• [Record excerpts]
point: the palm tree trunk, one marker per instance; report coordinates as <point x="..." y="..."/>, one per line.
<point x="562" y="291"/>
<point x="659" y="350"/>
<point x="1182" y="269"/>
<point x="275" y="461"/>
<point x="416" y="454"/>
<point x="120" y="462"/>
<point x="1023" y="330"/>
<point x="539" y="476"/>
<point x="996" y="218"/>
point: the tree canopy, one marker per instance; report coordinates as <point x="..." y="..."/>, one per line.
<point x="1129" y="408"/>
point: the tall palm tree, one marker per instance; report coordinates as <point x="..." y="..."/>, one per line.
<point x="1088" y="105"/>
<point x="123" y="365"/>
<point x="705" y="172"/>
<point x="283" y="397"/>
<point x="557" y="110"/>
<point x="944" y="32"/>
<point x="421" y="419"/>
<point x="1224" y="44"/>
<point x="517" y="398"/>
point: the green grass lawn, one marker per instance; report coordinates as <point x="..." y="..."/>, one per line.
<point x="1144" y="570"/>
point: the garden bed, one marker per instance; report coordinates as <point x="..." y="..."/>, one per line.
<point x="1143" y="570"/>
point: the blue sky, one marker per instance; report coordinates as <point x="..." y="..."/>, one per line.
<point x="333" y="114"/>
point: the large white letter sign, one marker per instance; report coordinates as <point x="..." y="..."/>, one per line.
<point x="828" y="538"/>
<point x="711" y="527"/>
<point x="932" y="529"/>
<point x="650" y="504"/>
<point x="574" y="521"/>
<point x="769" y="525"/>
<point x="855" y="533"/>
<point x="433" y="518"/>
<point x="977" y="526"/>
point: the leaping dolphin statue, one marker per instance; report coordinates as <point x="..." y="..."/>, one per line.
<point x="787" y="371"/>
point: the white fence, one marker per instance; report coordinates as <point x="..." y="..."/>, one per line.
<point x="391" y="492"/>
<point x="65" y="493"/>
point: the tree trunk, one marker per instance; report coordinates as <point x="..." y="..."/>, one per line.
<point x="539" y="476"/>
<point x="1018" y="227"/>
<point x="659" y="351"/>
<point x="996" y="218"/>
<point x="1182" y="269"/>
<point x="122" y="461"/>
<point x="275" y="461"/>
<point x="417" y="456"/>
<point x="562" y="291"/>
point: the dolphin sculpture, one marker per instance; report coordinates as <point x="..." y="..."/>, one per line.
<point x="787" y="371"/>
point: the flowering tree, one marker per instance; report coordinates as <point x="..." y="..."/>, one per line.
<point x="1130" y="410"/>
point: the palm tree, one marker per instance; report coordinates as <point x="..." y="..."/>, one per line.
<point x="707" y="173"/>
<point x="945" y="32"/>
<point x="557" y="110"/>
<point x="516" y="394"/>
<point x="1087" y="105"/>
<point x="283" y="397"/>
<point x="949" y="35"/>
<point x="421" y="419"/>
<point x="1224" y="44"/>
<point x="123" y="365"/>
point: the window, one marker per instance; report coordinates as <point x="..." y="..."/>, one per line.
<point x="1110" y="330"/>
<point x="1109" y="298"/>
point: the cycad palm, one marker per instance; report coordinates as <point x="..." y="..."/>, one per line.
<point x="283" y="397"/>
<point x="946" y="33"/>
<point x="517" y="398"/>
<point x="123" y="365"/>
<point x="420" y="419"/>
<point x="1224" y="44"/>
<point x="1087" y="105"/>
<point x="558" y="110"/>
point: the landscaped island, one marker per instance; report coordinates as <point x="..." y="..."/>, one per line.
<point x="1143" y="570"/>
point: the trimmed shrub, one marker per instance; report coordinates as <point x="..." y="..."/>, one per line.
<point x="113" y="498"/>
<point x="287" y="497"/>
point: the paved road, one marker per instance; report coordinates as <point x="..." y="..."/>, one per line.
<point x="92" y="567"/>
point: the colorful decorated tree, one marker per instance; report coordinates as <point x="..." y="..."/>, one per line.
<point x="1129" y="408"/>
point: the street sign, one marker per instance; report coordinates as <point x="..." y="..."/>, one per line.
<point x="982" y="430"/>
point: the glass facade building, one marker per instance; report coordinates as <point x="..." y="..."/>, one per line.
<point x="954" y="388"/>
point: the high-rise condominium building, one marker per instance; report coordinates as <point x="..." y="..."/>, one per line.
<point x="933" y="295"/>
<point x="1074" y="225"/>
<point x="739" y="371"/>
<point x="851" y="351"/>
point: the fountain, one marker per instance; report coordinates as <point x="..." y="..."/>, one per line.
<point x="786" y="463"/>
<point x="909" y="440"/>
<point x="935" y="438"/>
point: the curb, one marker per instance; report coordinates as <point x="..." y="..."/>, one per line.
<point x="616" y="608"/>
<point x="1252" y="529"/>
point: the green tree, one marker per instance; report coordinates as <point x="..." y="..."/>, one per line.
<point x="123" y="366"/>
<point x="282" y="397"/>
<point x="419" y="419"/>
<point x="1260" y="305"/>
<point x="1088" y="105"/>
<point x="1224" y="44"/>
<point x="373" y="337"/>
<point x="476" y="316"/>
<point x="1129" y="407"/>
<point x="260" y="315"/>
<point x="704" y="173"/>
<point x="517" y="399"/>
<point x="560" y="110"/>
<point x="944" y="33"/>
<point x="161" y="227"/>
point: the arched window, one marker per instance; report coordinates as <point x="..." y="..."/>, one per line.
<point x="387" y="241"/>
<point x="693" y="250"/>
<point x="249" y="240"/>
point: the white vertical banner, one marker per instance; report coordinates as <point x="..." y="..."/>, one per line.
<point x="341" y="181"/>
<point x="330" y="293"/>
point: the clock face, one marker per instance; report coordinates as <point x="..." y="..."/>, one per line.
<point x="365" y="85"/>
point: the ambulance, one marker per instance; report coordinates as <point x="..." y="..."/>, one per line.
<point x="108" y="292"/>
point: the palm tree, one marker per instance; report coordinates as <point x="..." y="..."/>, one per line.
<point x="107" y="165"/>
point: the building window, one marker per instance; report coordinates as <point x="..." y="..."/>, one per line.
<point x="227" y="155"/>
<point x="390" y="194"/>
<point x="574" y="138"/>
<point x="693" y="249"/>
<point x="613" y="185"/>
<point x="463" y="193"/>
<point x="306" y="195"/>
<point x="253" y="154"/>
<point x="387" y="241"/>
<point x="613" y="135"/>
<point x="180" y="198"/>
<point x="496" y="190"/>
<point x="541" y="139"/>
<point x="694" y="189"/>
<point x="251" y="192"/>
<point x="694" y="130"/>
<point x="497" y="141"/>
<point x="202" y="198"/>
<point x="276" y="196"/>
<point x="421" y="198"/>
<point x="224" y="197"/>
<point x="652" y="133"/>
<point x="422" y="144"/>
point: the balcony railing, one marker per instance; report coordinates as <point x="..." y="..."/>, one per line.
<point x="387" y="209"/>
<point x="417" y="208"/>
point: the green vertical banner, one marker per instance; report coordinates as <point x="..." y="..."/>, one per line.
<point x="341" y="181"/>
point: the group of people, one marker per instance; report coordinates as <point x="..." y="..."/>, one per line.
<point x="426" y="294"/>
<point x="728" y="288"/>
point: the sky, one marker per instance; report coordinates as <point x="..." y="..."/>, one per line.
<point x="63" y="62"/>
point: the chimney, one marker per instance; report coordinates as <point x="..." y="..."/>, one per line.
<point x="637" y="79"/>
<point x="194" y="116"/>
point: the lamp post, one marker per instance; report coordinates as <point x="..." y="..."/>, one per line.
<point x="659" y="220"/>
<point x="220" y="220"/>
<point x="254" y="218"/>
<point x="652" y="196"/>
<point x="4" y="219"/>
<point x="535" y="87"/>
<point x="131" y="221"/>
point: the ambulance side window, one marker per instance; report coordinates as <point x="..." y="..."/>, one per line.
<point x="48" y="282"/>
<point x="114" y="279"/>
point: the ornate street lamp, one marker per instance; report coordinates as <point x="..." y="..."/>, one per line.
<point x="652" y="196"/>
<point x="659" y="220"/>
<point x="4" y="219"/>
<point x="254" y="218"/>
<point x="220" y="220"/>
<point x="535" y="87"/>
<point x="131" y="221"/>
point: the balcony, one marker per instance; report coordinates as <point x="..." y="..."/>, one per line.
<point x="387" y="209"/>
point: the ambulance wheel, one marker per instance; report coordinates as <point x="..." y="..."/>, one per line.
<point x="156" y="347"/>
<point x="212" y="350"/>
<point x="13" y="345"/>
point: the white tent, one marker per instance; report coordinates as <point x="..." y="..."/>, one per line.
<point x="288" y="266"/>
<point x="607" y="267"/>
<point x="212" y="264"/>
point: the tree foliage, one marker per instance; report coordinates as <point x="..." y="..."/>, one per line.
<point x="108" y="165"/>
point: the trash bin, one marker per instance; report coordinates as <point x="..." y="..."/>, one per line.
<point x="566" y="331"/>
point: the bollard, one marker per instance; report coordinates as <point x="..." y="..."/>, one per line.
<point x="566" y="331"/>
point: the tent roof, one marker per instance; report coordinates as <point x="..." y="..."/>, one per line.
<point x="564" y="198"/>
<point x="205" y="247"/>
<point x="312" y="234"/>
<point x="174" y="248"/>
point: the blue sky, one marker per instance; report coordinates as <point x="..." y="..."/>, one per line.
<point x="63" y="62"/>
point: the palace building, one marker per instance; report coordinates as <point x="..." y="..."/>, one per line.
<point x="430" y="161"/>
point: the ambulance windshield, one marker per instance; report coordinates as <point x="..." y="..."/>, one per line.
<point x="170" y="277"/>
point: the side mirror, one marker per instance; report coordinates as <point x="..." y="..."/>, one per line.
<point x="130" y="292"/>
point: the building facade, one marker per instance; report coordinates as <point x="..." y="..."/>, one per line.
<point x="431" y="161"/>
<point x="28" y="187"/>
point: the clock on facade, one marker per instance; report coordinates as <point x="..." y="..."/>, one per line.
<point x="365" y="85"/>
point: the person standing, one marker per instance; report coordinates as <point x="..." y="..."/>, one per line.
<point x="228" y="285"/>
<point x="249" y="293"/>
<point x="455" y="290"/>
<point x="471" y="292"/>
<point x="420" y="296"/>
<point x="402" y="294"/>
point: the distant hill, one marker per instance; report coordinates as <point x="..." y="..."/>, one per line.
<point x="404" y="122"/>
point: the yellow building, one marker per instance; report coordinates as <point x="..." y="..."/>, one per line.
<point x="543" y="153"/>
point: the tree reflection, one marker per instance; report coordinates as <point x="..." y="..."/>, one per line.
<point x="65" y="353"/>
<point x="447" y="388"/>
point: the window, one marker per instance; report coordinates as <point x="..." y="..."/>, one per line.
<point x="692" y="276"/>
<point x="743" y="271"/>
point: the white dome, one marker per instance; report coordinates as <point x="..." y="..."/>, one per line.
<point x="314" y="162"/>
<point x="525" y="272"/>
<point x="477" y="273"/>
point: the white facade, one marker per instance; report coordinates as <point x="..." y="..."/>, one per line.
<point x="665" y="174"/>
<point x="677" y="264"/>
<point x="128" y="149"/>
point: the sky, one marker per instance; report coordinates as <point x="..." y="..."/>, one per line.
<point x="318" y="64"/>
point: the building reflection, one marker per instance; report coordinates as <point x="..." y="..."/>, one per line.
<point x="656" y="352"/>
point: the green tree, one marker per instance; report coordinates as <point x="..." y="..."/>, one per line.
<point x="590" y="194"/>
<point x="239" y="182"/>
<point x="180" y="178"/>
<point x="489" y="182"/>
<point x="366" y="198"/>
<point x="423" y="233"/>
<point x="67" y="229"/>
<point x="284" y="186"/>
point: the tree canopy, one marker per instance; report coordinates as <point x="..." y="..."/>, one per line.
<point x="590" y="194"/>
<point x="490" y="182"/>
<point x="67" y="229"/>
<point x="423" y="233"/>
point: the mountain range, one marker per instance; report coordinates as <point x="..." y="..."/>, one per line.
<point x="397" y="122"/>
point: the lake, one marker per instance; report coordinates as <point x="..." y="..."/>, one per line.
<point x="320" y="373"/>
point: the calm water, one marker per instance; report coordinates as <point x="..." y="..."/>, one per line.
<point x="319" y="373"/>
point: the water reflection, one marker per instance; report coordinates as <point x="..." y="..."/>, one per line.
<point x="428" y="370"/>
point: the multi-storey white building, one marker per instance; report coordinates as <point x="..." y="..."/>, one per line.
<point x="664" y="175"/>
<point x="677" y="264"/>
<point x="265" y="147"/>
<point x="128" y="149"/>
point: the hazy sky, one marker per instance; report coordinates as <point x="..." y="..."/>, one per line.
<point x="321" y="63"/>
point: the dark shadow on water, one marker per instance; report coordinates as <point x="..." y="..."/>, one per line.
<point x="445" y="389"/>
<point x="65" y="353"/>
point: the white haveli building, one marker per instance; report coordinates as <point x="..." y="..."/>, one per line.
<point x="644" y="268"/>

• [Set problem]
Starting at the line that contains "point: the lake, one" and ending at the last line of the listing, swap "calm" for "still", then give those lines back with nothing else changed.

• [Response to the exercise]
point: the lake, one marker per instance; report coordinates as <point x="..." y="..."/>, one per line.
<point x="320" y="373"/>
point: the still water, one marker per instance; report coordinates as <point x="..." y="..."/>, one per line.
<point x="319" y="373"/>
point: the water reflection, one marker per instance; report coordinates as <point x="..." y="..."/>, one per line.
<point x="428" y="370"/>
point: the multi-storey white building, one marker per instance; report coordinates as <point x="..." y="..."/>, one per line.
<point x="664" y="175"/>
<point x="677" y="264"/>
<point x="265" y="147"/>
<point x="128" y="149"/>
point: the hazy sky, one marker per instance; report coordinates as <point x="..." y="..."/>, one per line.
<point x="321" y="63"/>
point: the dark shadow on water, one marker per instance; report coordinates as <point x="..." y="..."/>, one per line.
<point x="445" y="389"/>
<point x="65" y="353"/>
point: the white haveli building, one marker per instance; report coordinates as <point x="..." y="..."/>, one per line.
<point x="644" y="268"/>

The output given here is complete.